▸ **DATASET EXTRACT**:
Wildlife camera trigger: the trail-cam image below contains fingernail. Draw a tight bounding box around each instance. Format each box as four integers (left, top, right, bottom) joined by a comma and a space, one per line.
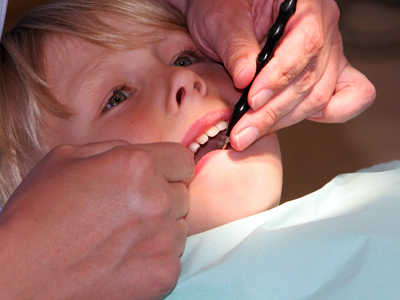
250, 89, 274, 110
235, 126, 260, 151
308, 111, 323, 119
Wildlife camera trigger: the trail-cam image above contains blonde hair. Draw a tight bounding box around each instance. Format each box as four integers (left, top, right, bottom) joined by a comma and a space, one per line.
0, 0, 187, 206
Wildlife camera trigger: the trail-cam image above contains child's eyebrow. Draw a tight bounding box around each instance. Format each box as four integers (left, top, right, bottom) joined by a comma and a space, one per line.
75, 55, 118, 103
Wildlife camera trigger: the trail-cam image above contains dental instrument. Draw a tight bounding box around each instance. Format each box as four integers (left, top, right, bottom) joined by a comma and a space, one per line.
221, 0, 298, 150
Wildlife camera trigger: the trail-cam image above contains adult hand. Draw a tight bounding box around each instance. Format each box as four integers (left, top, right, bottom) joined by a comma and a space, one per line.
162, 0, 376, 151
0, 141, 194, 300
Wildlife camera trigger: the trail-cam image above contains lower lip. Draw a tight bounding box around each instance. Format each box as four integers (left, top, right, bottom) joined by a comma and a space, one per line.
194, 149, 222, 176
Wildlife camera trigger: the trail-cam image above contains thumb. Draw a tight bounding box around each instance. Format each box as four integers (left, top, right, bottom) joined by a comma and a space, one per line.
187, 1, 262, 89
220, 24, 260, 89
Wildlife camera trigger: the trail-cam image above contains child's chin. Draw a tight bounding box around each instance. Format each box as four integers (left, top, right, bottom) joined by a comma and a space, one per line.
186, 133, 282, 235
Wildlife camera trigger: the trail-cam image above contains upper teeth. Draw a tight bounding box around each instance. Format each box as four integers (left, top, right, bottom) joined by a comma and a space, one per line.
189, 120, 228, 154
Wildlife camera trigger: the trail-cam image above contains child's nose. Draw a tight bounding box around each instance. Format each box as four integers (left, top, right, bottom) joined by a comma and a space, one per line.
165, 67, 207, 115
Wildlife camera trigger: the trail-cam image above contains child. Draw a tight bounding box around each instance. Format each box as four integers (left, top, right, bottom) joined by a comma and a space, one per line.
4, 1, 395, 299
0, 0, 282, 235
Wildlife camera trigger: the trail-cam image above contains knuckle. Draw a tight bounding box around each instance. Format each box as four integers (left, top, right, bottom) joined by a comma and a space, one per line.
120, 147, 154, 174
138, 181, 175, 222
276, 65, 298, 89
146, 189, 172, 219
296, 64, 319, 94
302, 21, 324, 57
259, 105, 280, 132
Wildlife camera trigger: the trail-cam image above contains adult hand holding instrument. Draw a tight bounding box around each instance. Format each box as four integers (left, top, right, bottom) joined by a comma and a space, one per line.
222, 0, 298, 150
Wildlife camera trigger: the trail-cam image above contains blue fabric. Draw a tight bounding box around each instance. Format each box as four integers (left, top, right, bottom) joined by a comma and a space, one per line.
165, 161, 400, 299
0, 0, 7, 39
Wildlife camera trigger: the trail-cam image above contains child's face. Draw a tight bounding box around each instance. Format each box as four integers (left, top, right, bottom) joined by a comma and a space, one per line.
43, 21, 282, 235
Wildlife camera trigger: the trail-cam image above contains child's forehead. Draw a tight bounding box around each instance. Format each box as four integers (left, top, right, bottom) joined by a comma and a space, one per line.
43, 34, 99, 64
42, 35, 97, 95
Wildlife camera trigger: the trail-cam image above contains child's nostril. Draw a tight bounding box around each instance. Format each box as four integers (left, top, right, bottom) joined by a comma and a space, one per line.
176, 87, 184, 105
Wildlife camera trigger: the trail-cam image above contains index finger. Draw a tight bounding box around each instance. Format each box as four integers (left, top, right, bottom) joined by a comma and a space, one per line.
140, 142, 195, 185
248, 0, 338, 108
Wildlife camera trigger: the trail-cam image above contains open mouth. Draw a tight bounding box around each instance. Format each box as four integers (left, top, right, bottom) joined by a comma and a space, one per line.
188, 120, 228, 164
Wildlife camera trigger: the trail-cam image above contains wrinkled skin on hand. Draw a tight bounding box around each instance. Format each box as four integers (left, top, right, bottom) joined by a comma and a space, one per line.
0, 141, 194, 300
163, 0, 376, 151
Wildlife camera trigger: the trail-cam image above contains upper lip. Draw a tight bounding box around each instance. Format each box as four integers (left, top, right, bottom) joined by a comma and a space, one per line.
180, 108, 232, 147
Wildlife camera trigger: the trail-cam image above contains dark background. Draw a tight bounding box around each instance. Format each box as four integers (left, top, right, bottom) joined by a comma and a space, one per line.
4, 0, 400, 202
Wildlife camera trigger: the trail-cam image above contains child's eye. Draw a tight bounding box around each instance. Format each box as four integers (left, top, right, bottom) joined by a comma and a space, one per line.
172, 48, 203, 67
173, 56, 194, 67
103, 90, 129, 112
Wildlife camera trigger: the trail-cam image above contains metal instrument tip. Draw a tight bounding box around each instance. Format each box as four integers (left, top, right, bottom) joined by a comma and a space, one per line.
221, 136, 230, 150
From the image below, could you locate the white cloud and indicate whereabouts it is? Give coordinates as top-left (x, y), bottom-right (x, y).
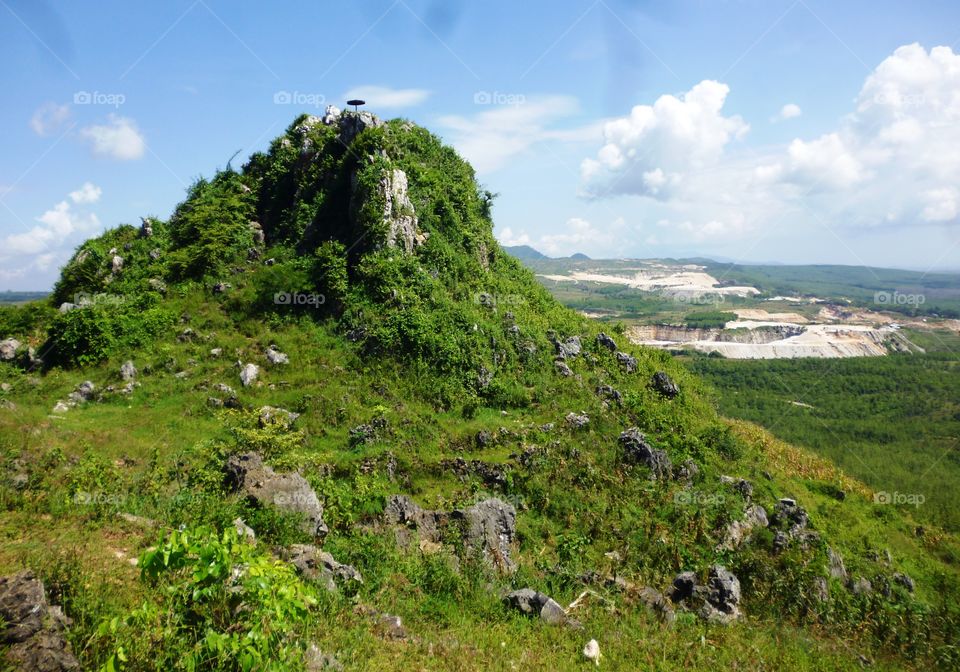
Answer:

▸ **PROBLEM**: Set down all entries above again, exactly, without images.

▸ **SOLUTION BELOW**:
Wildlife camera trigger: the trail-cam image below contains fingernail. Draw a tight bounding box around each instance. Format each box as four integers (left, top, right, bottom) joined by a comma and a space, one per line.
250, 89, 274, 110
235, 126, 260, 151
308, 111, 323, 119
Wildlife camera trigger: the trail-cam image above contains blonde hair. Draw a tight bounding box around each instance. Format each box as four integers (left, top, right, bottom) joined by a comma and a space, one per line.
0, 0, 187, 206
Wildlife camera trigger: the trail-cam image above contains child's eyebrow. Draw a tight bounding box around each instance. Format each box as four integers (left, top, right, bottom) joined by a comma and a space, one per line.
75, 55, 118, 103
Wildlife camera trigger: the trail-cam image above contains dental instrument. Draw a tight bounding box around each instance. Format each box as four integers (left, top, right, bottom) joined by a comma and a space, one per line.
221, 0, 298, 150
Wildlife camera trigger: the trail-cam image above contains adult hand. Draw a tight bounding box around each instance. Format each box as four integers (left, top, right, bottom) joined by a comma and a space, one per line.
162, 0, 376, 151
0, 141, 194, 300
Wildlife camera trigger: the trail-cam image above contains lower lip. Draw a tight bounding box around each instance. Format each box as four integers (left, top, right, bottom) joined by a comma and a space, one per line.
194, 149, 222, 176
Wildlife camera trigger: the trail-cam image above contains thumb. Draw a tight bounding box around each instance. Format each box as four integers (left, top, right, bottom) joined by a comma and a space, one per line.
187, 1, 262, 89
220, 24, 260, 89
Wildlife camera trigger: the trail-cam image above contains child's chin. Draw a tight bounding box around each instance. Format each box as four integers (left, top, right, bottom) joined by a comma and a space, one per line.
186, 133, 282, 235
Wildlife camera trigger: the trail-cam image above contains upper teeth. Draw a tight bounding box around each instance. Format each box as four integers (left, top, right, bottom) joined by a comma and a space, one per line.
189, 120, 228, 154
Wildlife camera trigger: the trail-cam image above contains child's nose. Draw a tight bounding box around each instance. Format each box as four integers (left, top, right, bottom) joined by a comma and a space, one per line.
165, 67, 207, 115
Wildlife camera trigger: the trail-cam image above contains child. Draw a tight bounding box around each instance. Format each box as four integers (left, top, right, bottom) joined by a comma and a space, one per line.
4, 1, 395, 299
0, 0, 282, 235
Wildlife camera trigger: the trail-cam image above contains knuckle. Draw a tight bounding box around each instance. Format each box as four integers (left, top, right, bottom) joined by a comma and a space, one per line.
120, 147, 154, 174
138, 181, 175, 222
276, 65, 298, 89
146, 189, 172, 219
296, 64, 319, 94
302, 21, 324, 57
259, 105, 280, 132
Wildlife camera trigger: the trail-cam image above contains adult hand holding instrument. Draw a tight bounding box around each instance. Format each box as four integers (left, top, right, bottom) joined by a comma and a space, one per line.
222, 0, 298, 150
Wildlife camera trigger: the trail-cam image above contains blue fabric. Draw a tight bounding box around each instance. Format each box as four integers (left, top, right, bottom) joined by a comma and a space, one per line.
165, 161, 400, 299
0, 0, 7, 39
Wildlife camera trigger: the trail-cam image above contains child's face. Draw a tight bounding box around each instance. Format each box as four integers (left, top, right, bottom) joined by a comma and a space, one per line.
43, 21, 282, 235
Wildlife camera trigger: the trail-cam image above contains child's forehead. Draw a tight bounding box around each instance. Format each box as four integers (left, top, right, bottom) joined by a comma and a space, one per line.
43, 34, 99, 64
42, 35, 97, 95
Wildlife camera trigger: the trail-cam image above contains child's nostril. Draw a tight bounding box around each instance. Format each box as four integers (left, top, right, bottom) joined by a comma and a space, one per line.
176, 87, 184, 105
Wildlife camera trigger: the trail-cam image above contains index finger. Draw a tight bounding box around each instance. Format each box as four integers (left, top, right, bottom) joined by a comma and a space, one per line.
140, 142, 195, 185
248, 0, 338, 108
Wildlife camera trigger: the trail-cam image above contains open mouth. Draw a tight bounding box around each instance. Format each box as four integers (left, top, right, bottom) joined by a comma and a space, one per line.
188, 120, 228, 164
Wildlife camera trigger: the trail-cam image above contains wrinkled skin on hand. Draw a tight bounding box around each instance. Format each box as four integers (left, top, right, bottom) joined by a comma and a space, one per line.
0, 141, 194, 300
163, 0, 376, 151
Wildlife camera trigger: the trail-cam image above contains upper lip. Draw a tight bounding box around each instance. Format each box as four integers (left, top, right, bottom) joined by a comma and a space, one per line.
180, 108, 232, 147
Wildlife camera trigger: the trail-cam image above contains dark background. Draw a tight bounding box around each instance. Format each box as four integers (left, top, right, bottom) joined by a comma and a space, one per line.
4, 0, 400, 202
Wildlife camera trigger: the trail-cam image above contains child's eye. Draw a tight bounding box around each instance. Format each box as four integers (left, top, right, bottom) joined by a comma and a space, one per line.
172, 48, 203, 67
173, 56, 194, 67
103, 90, 129, 112
Wildlife camera trigger: the trail-cam image above contains metal instrument tip. Draw a tight bounding box around each instance. Format each box as four integers (left, top, right, bottom) joined by a comma and a space, one per line.
221, 136, 230, 150
From the image below, could you locate the white cloud and indicate whereabouts it is? Give coordinates as top-left (x, y), bottom-right (x, y).
Answer:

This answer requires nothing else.